» **AUSGEWÄHLTER TEXTABSCHNITT**

[2.3.1]
Zum Hauptkriterium der »reflektierten Sinnlichkeit«
bezüglich der perzeptiven Qualität
Wenn die Erfahrung als perzeptive Qualität bewertet wird, ist das bewußte
Selbst in seiner Gegebenheitsweise Thema ohne jegliche Interpretation oder Wertung
des seelischen Zustands. Unter diesem Blickwinkel ist das Selbst aber allein durch
das Bewußtsein von sinnlichem Reizmaterial gegeben. Das Hauptkriterium der
reflektierten Sinnlichkeit bewertet daher ausschließlich das reflektierende, vergnügliche
Spiel mit dem die bewußte Selbsterfahrung konstituierenden, präsenten
Sinnesmaterial. Fragen der Art, welche Bedeutung diese Sinnesreize haben, ob sie von natürlichen
oder künstlichen, von kostbaren oder banalen Objekten ausgehen oder welche Gefühle, wie
der Wunsch, ein Objekt zu besitzen, oder eine angenehme Empfindung sie sonst
hervorrufen, bleiben ausgeklammert. Dadurch unterscheidet sich die reflektierte
Sinnlichkeit vom ungebremsten, lustvollen Genuß. Durch die distanzierte, subjektive
Reflexion des ästhetischen Reizmaterials kann dieses in seinem Sosein bestehen bleiben.

» **AUSZÜGE AUS DATENSÄTZEN**

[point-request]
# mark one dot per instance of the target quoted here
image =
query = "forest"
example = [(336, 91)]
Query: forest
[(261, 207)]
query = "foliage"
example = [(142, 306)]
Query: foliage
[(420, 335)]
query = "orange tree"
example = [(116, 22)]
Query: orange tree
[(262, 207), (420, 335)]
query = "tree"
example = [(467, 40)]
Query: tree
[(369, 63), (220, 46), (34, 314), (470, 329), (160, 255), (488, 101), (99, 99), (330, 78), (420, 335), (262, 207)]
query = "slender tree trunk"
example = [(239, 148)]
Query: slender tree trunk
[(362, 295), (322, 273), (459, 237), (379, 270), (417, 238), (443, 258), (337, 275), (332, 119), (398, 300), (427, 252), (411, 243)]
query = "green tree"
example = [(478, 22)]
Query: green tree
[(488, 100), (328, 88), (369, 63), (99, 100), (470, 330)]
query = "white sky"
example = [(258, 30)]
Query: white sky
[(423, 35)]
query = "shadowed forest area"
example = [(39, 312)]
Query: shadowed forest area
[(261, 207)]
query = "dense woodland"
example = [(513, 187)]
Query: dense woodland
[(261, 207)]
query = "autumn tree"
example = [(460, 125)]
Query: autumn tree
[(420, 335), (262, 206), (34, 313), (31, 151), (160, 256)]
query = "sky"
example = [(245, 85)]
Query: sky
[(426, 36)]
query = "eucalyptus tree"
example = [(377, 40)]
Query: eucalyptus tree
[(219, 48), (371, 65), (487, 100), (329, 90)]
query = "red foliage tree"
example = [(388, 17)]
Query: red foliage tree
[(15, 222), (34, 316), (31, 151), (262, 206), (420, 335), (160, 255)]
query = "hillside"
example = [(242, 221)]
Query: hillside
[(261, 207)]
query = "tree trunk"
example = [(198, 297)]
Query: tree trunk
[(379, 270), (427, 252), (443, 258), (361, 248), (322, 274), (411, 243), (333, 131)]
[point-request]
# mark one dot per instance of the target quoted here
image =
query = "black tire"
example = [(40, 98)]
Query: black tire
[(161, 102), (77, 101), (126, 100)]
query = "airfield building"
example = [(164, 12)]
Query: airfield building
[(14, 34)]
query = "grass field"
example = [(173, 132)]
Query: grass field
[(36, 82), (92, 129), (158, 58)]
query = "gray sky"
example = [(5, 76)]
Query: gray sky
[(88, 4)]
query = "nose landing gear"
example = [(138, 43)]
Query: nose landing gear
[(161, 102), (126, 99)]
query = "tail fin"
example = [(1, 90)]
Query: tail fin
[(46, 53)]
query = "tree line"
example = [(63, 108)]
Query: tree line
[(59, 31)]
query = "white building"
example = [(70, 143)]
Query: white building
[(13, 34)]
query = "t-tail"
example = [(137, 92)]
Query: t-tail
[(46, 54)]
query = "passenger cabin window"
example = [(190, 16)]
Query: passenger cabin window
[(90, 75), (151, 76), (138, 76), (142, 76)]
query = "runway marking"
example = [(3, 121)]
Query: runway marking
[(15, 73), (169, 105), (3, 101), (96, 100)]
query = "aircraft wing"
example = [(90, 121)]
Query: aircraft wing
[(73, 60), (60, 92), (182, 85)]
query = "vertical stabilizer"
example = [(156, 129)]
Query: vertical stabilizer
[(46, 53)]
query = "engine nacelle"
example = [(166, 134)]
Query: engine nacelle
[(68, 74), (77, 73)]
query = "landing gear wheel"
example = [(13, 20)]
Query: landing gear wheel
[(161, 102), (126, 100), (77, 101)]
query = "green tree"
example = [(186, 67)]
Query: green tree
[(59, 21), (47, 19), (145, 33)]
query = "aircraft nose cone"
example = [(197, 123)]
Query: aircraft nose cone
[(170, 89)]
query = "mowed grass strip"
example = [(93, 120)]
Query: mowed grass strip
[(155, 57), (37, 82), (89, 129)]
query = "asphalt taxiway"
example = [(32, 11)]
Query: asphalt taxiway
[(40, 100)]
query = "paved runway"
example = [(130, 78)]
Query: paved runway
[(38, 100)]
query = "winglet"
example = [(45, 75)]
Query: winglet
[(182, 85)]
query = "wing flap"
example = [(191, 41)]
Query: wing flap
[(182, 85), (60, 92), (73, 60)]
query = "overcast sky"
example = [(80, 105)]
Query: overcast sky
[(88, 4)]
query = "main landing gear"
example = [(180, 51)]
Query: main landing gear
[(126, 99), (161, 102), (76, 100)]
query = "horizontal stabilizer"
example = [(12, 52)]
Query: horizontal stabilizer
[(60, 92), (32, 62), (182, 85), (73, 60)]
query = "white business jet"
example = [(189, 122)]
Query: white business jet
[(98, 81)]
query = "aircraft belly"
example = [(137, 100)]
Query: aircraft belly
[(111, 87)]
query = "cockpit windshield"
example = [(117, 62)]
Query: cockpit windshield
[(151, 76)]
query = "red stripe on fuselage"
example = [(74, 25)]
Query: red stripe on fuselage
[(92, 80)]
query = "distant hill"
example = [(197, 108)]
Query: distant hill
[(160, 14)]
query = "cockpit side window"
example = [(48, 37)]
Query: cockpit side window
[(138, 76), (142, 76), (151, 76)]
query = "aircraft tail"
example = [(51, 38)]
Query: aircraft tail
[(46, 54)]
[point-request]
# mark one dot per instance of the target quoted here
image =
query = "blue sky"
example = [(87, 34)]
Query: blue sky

» **ZIEL DER ÜBUNG**
Schreiben Sie den Text über die reflektierte Sinnlichkeit im Anschluss an seinen letzten Satz weiter.

» **ERGEBNIS DER ÜBUNG**
»Indem nämlich das Subjekt im Geschmacksurteil sich scheinbar nur auf sich selbst
konzentriert und ganz vom Gegenstand absieht, ihn weder dem Begriff noch dem Begehren
unterwirft, verzichtet es darauf, sich den Gegenstand zu eigen zu machen und läßt ihm
gerade dadurch zum ersten Mal die Möglichkeit in seinem Selbstsein, seiner besonderen und
irreduziblen Wirklichkeit, die sich wie die praktische Vernunft selbst ihr Gesetz zu geben
scheint, hervorzutreten.« (Hauskeller, 1994, S. 218)
Die Konzentration auf den ästhetischen Eigenwert wird in der Ästhetik anstelle
von Sinnlichkeit auch mit Kontemplation bezeichnet. Meist steht Kontemplation für
die anschauende Versenkung, mit dem Ziel, dem Wahrhaftigen, Göttlichen, näher zu
sein. So auch in der Konzeption von Plotin, der die Kontemplation als höchste Stufe
ästhetischer Erfahrung deutet. Diese Assoziation zum Sakralen bricht
Martin Seel auf, indem er mit Kontemplation ganz profan einen, von anderen wichtigen Aspekten des
Ästhetischen benennt. Seel definiert die ästhetische Erfahrung unter dem
kontemplativen Aspekt durch die Scheidung der Sinne vom Sinn. Er belegt exemplarisch, daß sie
sich besonders gut mittels der Anschauung von Natürlichem entwickelt (vgl. Seel, 1996).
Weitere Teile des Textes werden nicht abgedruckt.